▸ **WHAT YOU SHOULD DO**
Copy out the lines of the material below verbatim, starting with the line that contains "Exercise. For every instance of the brown" and ending with the line that contains "[(196, 92)]", with both of those lines included.

[Data listing]
________

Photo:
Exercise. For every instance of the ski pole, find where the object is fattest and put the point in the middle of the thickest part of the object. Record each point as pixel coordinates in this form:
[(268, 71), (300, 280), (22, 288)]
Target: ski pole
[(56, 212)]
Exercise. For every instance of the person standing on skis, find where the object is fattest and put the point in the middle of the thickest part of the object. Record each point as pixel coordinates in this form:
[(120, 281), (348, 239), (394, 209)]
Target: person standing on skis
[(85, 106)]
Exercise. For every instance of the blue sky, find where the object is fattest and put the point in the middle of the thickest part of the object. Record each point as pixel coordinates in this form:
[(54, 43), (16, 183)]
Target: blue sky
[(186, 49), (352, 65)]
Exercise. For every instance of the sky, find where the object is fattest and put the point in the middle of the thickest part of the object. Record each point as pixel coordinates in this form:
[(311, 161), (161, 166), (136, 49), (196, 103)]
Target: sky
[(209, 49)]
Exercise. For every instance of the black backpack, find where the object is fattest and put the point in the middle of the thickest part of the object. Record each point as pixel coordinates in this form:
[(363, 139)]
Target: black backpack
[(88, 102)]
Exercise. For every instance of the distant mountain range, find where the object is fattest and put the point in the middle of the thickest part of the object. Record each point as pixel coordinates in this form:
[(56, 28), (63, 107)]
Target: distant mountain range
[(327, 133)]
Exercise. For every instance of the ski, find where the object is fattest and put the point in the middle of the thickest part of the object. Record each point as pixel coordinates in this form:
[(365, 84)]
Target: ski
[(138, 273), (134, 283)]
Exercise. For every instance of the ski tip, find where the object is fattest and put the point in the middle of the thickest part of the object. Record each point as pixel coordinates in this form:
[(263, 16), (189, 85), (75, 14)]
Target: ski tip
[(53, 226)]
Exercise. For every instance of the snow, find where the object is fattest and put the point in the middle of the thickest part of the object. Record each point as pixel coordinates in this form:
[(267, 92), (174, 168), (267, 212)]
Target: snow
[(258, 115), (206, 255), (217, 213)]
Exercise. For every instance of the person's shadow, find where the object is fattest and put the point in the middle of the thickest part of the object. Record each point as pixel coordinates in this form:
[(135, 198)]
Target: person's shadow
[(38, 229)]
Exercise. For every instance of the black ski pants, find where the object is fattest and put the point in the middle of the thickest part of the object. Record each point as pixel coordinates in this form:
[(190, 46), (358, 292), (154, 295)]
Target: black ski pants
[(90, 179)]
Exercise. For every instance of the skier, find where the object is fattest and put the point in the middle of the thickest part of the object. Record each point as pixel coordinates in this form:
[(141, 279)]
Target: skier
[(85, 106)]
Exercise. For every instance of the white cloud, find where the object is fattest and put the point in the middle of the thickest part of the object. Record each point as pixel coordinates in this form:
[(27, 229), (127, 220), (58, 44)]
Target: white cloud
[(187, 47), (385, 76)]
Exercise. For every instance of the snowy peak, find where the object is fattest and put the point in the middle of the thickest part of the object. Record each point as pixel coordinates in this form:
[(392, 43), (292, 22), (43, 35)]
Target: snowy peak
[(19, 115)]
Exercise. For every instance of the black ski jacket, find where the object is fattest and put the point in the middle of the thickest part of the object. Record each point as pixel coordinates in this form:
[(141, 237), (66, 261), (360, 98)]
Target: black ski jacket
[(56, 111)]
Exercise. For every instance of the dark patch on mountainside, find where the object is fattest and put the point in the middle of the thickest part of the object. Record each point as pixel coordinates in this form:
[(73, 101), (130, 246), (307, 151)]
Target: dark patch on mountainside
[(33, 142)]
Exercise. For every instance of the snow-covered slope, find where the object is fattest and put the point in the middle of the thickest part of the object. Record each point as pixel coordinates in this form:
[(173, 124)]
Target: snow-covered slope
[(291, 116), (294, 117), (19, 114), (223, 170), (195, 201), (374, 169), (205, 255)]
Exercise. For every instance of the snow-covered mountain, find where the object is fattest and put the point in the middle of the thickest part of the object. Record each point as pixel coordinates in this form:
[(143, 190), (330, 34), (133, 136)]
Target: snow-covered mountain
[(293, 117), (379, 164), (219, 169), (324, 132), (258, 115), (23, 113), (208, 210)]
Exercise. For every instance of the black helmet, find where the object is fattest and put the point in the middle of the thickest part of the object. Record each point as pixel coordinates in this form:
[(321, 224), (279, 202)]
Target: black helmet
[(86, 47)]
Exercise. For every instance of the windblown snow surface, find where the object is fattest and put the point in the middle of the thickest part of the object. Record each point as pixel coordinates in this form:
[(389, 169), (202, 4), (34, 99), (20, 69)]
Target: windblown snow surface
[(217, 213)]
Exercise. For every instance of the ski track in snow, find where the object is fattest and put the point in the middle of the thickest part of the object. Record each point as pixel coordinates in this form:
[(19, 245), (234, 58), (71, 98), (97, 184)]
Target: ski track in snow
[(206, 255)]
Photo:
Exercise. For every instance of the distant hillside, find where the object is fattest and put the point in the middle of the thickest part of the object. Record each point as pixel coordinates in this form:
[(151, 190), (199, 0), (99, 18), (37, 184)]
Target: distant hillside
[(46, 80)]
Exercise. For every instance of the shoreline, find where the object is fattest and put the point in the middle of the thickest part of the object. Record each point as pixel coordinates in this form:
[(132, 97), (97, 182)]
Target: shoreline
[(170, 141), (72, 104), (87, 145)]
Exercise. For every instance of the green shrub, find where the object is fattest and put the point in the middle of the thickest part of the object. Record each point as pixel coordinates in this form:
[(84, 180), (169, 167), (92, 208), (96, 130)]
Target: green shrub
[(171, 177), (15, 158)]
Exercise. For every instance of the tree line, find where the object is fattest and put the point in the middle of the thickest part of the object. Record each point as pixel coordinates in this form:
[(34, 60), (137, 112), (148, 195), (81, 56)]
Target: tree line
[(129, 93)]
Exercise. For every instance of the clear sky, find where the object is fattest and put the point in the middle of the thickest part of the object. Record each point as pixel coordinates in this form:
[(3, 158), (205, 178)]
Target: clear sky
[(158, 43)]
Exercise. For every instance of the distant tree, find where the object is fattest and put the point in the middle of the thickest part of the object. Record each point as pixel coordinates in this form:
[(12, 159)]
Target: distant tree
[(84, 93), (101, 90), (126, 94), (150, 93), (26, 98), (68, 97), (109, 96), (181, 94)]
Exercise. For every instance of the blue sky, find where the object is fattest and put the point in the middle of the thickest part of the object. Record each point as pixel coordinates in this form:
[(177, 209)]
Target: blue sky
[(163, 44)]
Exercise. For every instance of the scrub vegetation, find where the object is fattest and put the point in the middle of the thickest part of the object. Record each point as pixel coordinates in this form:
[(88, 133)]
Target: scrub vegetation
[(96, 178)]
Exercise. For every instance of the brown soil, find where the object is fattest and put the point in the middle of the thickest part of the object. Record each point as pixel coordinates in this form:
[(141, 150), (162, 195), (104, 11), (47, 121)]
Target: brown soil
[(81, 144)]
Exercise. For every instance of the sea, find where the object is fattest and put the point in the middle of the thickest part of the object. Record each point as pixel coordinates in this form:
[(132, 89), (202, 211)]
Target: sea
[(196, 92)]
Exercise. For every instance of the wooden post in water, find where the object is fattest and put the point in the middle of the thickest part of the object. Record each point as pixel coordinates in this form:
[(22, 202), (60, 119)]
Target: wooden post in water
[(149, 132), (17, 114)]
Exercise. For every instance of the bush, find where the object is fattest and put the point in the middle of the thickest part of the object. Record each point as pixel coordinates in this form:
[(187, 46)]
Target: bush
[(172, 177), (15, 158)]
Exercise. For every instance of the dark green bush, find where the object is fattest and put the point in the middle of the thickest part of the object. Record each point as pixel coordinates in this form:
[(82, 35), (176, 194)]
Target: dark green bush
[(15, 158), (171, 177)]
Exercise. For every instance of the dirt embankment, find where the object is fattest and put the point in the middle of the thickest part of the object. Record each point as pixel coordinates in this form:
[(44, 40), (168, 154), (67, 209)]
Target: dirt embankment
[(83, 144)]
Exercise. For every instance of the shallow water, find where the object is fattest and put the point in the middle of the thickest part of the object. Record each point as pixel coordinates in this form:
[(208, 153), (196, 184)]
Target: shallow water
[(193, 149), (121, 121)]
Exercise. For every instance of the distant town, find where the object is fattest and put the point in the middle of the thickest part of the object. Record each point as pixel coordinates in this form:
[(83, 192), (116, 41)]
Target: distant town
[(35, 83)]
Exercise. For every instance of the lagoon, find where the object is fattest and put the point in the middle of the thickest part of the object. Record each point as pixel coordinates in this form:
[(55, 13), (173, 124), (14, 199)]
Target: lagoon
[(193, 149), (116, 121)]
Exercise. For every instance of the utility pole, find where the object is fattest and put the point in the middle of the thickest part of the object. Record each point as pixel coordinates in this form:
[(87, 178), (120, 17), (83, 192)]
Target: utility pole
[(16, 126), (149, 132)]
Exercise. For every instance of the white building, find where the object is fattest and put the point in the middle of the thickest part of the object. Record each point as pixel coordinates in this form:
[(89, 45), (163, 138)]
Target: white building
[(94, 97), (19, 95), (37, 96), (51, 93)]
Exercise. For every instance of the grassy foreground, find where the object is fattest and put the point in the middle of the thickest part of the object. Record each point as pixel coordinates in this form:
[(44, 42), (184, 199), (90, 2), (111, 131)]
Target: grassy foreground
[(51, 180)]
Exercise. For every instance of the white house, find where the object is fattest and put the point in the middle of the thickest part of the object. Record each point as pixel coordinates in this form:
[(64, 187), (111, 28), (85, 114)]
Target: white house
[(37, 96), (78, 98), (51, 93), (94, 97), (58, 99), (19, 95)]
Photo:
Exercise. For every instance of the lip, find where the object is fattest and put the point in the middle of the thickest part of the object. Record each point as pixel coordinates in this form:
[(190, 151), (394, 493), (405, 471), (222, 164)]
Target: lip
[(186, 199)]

________

▸ **WRITTEN SOLUTION**
Exercise. For every instance of the brown soil, find where the object is fattest and put the point in the middle of the thickest part of the object. Record each point as pixel coordinates in this form:
[(141, 150), (162, 195), (104, 11), (47, 121)]
Target: brown soil
[(81, 144)]
Exercise. For every instance of the sea, find where the object is fattest and put the point in the middle of the thickest part of the object. Record each point as pixel coordinates in this form:
[(132, 89), (202, 211)]
Target: sea
[(196, 92)]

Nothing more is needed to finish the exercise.